_Passage shown:_
──────────

General | June 24, 2015 | Author: The Super Pharmacist

ENT, general

The Epley Manoeuvre: Potential benefit for the treatment of vertigo

The Epley manoeuvre is one of the principal treatments for benign paroxysmal positional vertigo or BPPV. The goal of the Epley manoeuvre is to reposition stones/debris within the semicircular canal in the inner ear. The manoeuvre can be performed by a professional, or a modified version can be done by the patient themselves.

Efficacy of the Epley Manoeuvre

If performed correctly and in people who truly have BPPV, the Epley manoeuvre is quite effective. The initial paper on the manoeuvre, originally called Canalith Repositioning Procedure by Dr. Epley, listed a success rate of 100% in 30 patients treated. Of that original group, 10% (three people) had some additional problem beyond BPPV that caused the vertigo. An additional 30% had their vertigo recur at some point, but all of whom responded to repeated treatments with the Epley manoeuvre. The Epley manoeuvre has been studied rather extensively over the past two decades and results consistently show that the manoeuvre is effective when compared to placebo. In fact, the modified Epley manoeuvre appears to be superior to other repositioning treatments of BPPV, specifically the Sermont manoeuvre and Brandt-Daroff exercises. Research also suggests that the Epley manoeuvre is more effective than anti-vertigo drug treatments. The number of people “cured” (i.e., no symptoms of vertigo or nystagmus) after one week range between 75 and 95% across studies. In one large study of nearly 1000 patients, 85% had immediate symptom relief and only 2% of those treated required more than three rounds of the Epley manoeuvre. People treated with the Epley manoeuvre are an astounding 37 times more likely to recover from BPPV then people treated with a sham manoeuvre.

──────────

_Study material:_
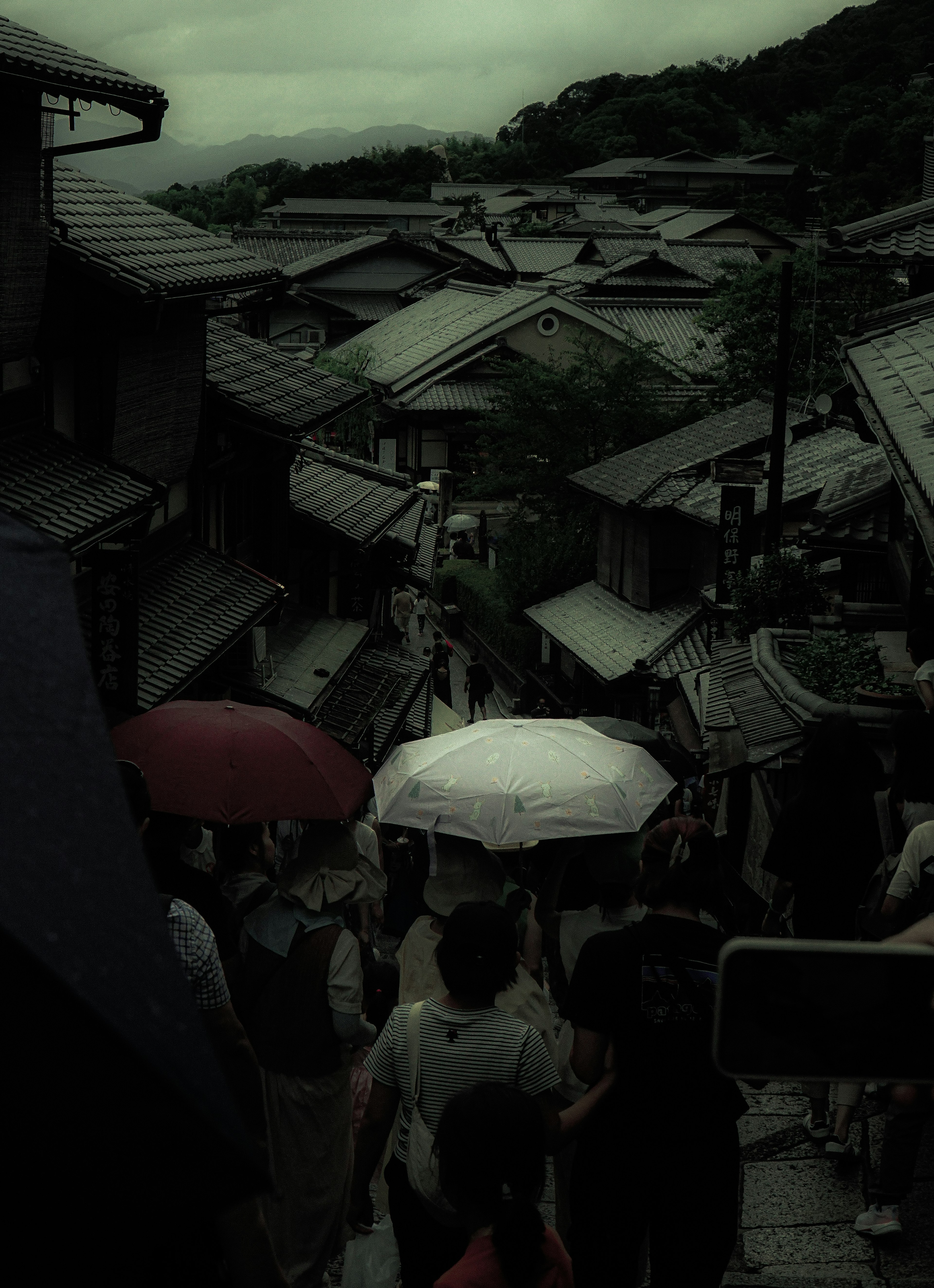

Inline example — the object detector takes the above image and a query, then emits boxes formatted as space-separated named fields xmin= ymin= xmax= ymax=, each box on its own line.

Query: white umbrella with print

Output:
xmin=374 ymin=720 xmax=675 ymax=849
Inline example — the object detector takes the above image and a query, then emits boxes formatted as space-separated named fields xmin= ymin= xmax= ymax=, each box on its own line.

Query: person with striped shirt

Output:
xmin=348 ymin=902 xmax=613 ymax=1288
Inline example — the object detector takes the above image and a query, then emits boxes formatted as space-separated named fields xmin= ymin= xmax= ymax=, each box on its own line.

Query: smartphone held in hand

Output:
xmin=714 ymin=938 xmax=934 ymax=1082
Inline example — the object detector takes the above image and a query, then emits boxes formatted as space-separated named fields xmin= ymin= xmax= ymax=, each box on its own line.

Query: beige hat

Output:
xmin=424 ymin=832 xmax=506 ymax=917
xmin=278 ymin=819 xmax=386 ymax=912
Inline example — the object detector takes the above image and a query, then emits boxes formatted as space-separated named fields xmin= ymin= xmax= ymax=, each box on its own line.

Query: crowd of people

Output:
xmin=109 ymin=690 xmax=934 ymax=1288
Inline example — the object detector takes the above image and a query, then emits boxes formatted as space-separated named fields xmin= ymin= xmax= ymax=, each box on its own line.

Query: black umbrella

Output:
xmin=0 ymin=513 xmax=263 ymax=1283
xmin=577 ymin=716 xmax=697 ymax=782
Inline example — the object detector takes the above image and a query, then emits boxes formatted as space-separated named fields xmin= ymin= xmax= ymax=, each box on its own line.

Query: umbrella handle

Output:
xmin=428 ymin=814 xmax=440 ymax=877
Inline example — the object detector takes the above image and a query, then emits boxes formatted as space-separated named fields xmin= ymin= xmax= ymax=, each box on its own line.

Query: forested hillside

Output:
xmin=147 ymin=0 xmax=934 ymax=225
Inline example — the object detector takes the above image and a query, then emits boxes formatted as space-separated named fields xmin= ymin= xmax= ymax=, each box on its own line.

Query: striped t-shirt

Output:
xmin=363 ymin=998 xmax=559 ymax=1162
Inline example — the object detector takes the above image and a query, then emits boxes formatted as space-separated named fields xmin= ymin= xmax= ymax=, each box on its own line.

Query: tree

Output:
xmin=314 ymin=344 xmax=372 ymax=461
xmin=730 ymin=550 xmax=827 ymax=640
xmin=459 ymin=331 xmax=673 ymax=520
xmin=701 ymin=246 xmax=904 ymax=404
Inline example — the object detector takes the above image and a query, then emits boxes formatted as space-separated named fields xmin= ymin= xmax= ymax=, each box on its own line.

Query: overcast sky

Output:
xmin=9 ymin=0 xmax=866 ymax=143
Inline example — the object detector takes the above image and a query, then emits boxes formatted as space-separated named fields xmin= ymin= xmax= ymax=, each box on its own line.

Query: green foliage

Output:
xmin=795 ymin=631 xmax=907 ymax=702
xmin=453 ymin=192 xmax=487 ymax=233
xmin=314 ymin=344 xmax=372 ymax=461
xmin=435 ymin=559 xmax=541 ymax=671
xmin=730 ymin=550 xmax=827 ymax=640
xmin=459 ymin=323 xmax=675 ymax=522
xmin=496 ymin=505 xmax=596 ymax=616
xmin=701 ymin=246 xmax=904 ymax=404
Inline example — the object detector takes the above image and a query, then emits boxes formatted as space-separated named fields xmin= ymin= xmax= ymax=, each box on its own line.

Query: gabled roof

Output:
xmin=564 ymin=157 xmax=655 ymax=179
xmin=571 ymin=398 xmax=778 ymax=505
xmin=205 ymin=318 xmax=370 ymax=434
xmin=844 ymin=309 xmax=934 ymax=510
xmin=524 ymin=581 xmax=703 ymax=683
xmin=231 ymin=228 xmax=356 ymax=268
xmin=578 ymin=298 xmax=724 ymax=376
xmin=0 ymin=17 xmax=162 ymax=103
xmin=670 ymin=425 xmax=885 ymax=526
xmin=0 ymin=431 xmax=162 ymax=555
xmin=827 ymin=197 xmax=934 ymax=261
xmin=288 ymin=444 xmax=422 ymax=549
xmin=283 ymin=228 xmax=446 ymax=278
xmin=500 ymin=237 xmax=585 ymax=273
xmin=49 ymin=161 xmax=281 ymax=299
xmin=136 ymin=544 xmax=285 ymax=711
xmin=263 ymin=197 xmax=444 ymax=219
xmin=335 ymin=283 xmax=649 ymax=393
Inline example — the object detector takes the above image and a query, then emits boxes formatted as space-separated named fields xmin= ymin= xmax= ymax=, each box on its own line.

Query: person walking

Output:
xmin=564 ymin=815 xmax=747 ymax=1288
xmin=241 ymin=821 xmax=385 ymax=1288
xmin=464 ymin=653 xmax=494 ymax=724
xmin=415 ymin=590 xmax=428 ymax=635
xmin=430 ymin=643 xmax=453 ymax=710
xmin=434 ymin=1082 xmax=573 ymax=1288
xmin=392 ymin=586 xmax=415 ymax=644
xmin=348 ymin=902 xmax=614 ymax=1288
xmin=763 ymin=713 xmax=882 ymax=1158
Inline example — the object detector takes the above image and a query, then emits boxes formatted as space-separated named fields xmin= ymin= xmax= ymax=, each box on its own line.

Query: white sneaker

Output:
xmin=804 ymin=1109 xmax=830 ymax=1140
xmin=854 ymin=1203 xmax=902 ymax=1239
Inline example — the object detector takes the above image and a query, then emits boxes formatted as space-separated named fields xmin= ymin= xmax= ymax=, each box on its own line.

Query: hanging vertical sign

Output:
xmin=90 ymin=550 xmax=139 ymax=715
xmin=716 ymin=487 xmax=756 ymax=604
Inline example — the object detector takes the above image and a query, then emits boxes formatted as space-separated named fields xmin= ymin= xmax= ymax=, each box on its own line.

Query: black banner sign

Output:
xmin=90 ymin=550 xmax=139 ymax=715
xmin=716 ymin=487 xmax=756 ymax=604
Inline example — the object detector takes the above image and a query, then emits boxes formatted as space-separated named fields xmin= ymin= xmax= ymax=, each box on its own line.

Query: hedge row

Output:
xmin=434 ymin=559 xmax=541 ymax=671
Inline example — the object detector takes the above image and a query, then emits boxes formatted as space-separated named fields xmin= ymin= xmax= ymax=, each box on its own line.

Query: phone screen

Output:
xmin=714 ymin=939 xmax=934 ymax=1082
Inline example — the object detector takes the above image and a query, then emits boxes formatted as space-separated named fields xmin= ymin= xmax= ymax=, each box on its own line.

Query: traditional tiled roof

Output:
xmin=288 ymin=448 xmax=421 ymax=548
xmin=138 ymin=545 xmax=285 ymax=711
xmin=50 ymin=161 xmax=281 ymax=299
xmin=564 ymin=157 xmax=655 ymax=179
xmin=334 ymin=285 xmax=631 ymax=393
xmin=0 ymin=18 xmax=162 ymax=103
xmin=435 ymin=233 xmax=509 ymax=272
xmin=283 ymin=234 xmax=386 ymax=278
xmin=264 ymin=197 xmax=444 ymax=219
xmin=571 ymin=398 xmax=783 ymax=505
xmin=304 ymin=291 xmax=402 ymax=322
xmin=665 ymin=425 xmax=885 ymax=524
xmin=844 ymin=311 xmax=934 ymax=507
xmin=827 ymin=197 xmax=934 ymax=263
xmin=500 ymin=237 xmax=585 ymax=273
xmin=706 ymin=644 xmax=804 ymax=764
xmin=578 ymin=298 xmax=724 ymax=376
xmin=231 ymin=228 xmax=357 ymax=268
xmin=0 ymin=433 xmax=161 ymax=555
xmin=526 ymin=581 xmax=702 ymax=681
xmin=399 ymin=376 xmax=501 ymax=411
xmin=206 ymin=318 xmax=370 ymax=434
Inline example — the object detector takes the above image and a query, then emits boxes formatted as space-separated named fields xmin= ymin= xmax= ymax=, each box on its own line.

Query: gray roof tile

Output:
xmin=52 ymin=161 xmax=281 ymax=296
xmin=526 ymin=581 xmax=702 ymax=681
xmin=206 ymin=318 xmax=370 ymax=434
xmin=290 ymin=448 xmax=422 ymax=548
xmin=0 ymin=433 xmax=154 ymax=554
xmin=0 ymin=17 xmax=162 ymax=102
xmin=571 ymin=398 xmax=783 ymax=505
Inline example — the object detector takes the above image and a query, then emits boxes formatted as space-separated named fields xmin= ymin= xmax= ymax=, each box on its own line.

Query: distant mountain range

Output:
xmin=55 ymin=116 xmax=484 ymax=192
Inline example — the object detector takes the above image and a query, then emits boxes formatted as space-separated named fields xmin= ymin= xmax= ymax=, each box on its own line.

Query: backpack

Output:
xmin=406 ymin=1002 xmax=457 ymax=1226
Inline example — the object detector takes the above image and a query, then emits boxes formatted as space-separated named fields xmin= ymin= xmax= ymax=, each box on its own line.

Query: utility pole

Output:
xmin=765 ymin=259 xmax=794 ymax=554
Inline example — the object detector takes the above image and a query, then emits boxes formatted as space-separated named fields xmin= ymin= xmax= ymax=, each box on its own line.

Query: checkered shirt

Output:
xmin=166 ymin=899 xmax=231 ymax=1011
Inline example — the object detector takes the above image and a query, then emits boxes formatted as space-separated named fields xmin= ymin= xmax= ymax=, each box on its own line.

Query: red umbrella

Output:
xmin=111 ymin=702 xmax=372 ymax=823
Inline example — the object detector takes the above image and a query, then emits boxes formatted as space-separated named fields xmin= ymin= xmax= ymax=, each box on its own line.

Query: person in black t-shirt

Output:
xmin=564 ymin=815 xmax=747 ymax=1288
xmin=464 ymin=653 xmax=494 ymax=724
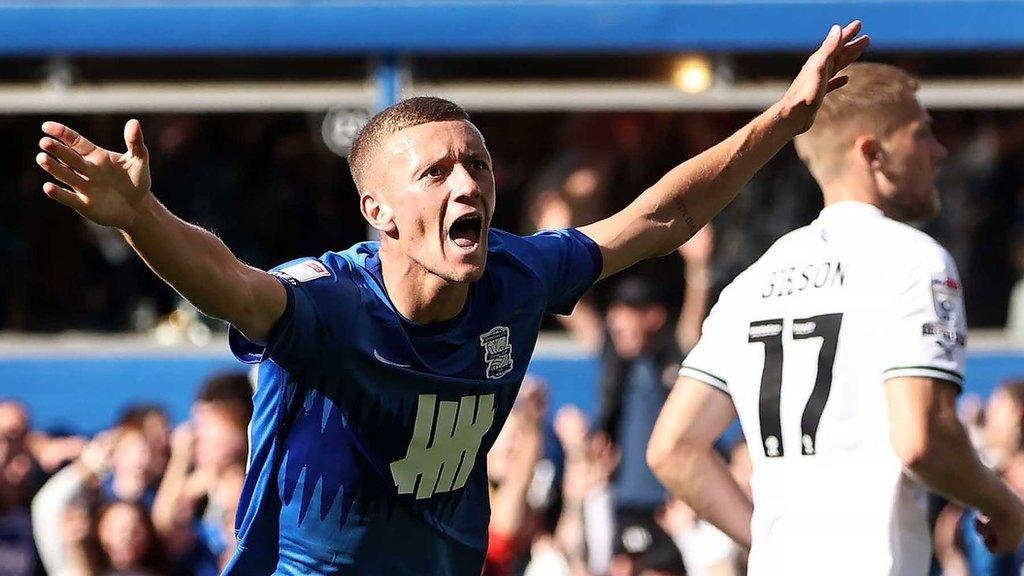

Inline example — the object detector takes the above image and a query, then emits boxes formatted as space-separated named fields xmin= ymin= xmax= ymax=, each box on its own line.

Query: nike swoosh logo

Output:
xmin=374 ymin=348 xmax=413 ymax=368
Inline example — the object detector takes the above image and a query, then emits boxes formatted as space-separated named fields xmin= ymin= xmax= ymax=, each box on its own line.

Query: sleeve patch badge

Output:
xmin=932 ymin=276 xmax=961 ymax=323
xmin=274 ymin=260 xmax=331 ymax=284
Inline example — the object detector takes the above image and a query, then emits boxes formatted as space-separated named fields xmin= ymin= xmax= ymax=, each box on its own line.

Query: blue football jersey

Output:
xmin=217 ymin=230 xmax=602 ymax=576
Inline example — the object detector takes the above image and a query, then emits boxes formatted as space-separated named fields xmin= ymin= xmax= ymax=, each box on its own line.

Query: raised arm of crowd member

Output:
xmin=36 ymin=120 xmax=287 ymax=341
xmin=153 ymin=424 xmax=196 ymax=558
xmin=676 ymin=223 xmax=715 ymax=354
xmin=32 ymin=431 xmax=114 ymax=574
xmin=580 ymin=20 xmax=868 ymax=278
xmin=483 ymin=378 xmax=547 ymax=575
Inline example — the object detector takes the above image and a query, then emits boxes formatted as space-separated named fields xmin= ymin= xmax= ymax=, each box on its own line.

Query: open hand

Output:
xmin=36 ymin=120 xmax=152 ymax=230
xmin=779 ymin=20 xmax=870 ymax=134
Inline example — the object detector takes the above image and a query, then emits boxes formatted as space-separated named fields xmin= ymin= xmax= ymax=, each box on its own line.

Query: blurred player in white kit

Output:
xmin=647 ymin=64 xmax=1024 ymax=576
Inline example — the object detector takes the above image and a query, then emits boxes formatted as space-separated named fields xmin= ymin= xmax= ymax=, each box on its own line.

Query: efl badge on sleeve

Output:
xmin=273 ymin=260 xmax=331 ymax=285
xmin=932 ymin=276 xmax=961 ymax=323
xmin=480 ymin=326 xmax=512 ymax=380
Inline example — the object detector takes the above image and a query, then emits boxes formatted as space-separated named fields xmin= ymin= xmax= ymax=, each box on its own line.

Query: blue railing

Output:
xmin=0 ymin=0 xmax=1024 ymax=55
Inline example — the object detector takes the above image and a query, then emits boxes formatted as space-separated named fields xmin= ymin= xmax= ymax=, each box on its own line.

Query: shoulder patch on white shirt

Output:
xmin=274 ymin=260 xmax=331 ymax=284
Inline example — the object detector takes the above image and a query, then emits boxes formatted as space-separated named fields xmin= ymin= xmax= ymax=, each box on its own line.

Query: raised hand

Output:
xmin=36 ymin=120 xmax=152 ymax=230
xmin=974 ymin=509 xmax=1024 ymax=554
xmin=780 ymin=20 xmax=870 ymax=133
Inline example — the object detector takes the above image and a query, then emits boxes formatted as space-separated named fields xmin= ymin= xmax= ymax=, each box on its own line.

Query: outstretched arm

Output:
xmin=36 ymin=120 xmax=287 ymax=341
xmin=886 ymin=376 xmax=1024 ymax=553
xmin=647 ymin=376 xmax=754 ymax=548
xmin=580 ymin=22 xmax=868 ymax=278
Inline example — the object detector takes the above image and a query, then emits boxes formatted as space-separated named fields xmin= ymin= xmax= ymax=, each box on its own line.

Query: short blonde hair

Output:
xmin=795 ymin=63 xmax=919 ymax=182
xmin=348 ymin=96 xmax=470 ymax=192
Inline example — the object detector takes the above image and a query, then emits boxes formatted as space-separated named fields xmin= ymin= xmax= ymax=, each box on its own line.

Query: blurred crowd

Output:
xmin=6 ymin=111 xmax=1024 ymax=332
xmin=8 ymin=366 xmax=1024 ymax=576
xmin=0 ymin=373 xmax=253 ymax=576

──────────

_Exercise goal:_
Answer these from the article on the Epley manoeuvre:
(a) What is the goal of the manoeuvre?
(b) Which two other repositioning treatments does the modified version appear to outperform?
(c) In the large study of nearly 1000 patients, what percentage had immediate symptom relief?

_Exercise output:_
(a) To reposition stones/debris within the semicircular canal in the inner ear.
(b) The Sermont manoeuvre and Brandt-Daroff exercises.
(c) 85%.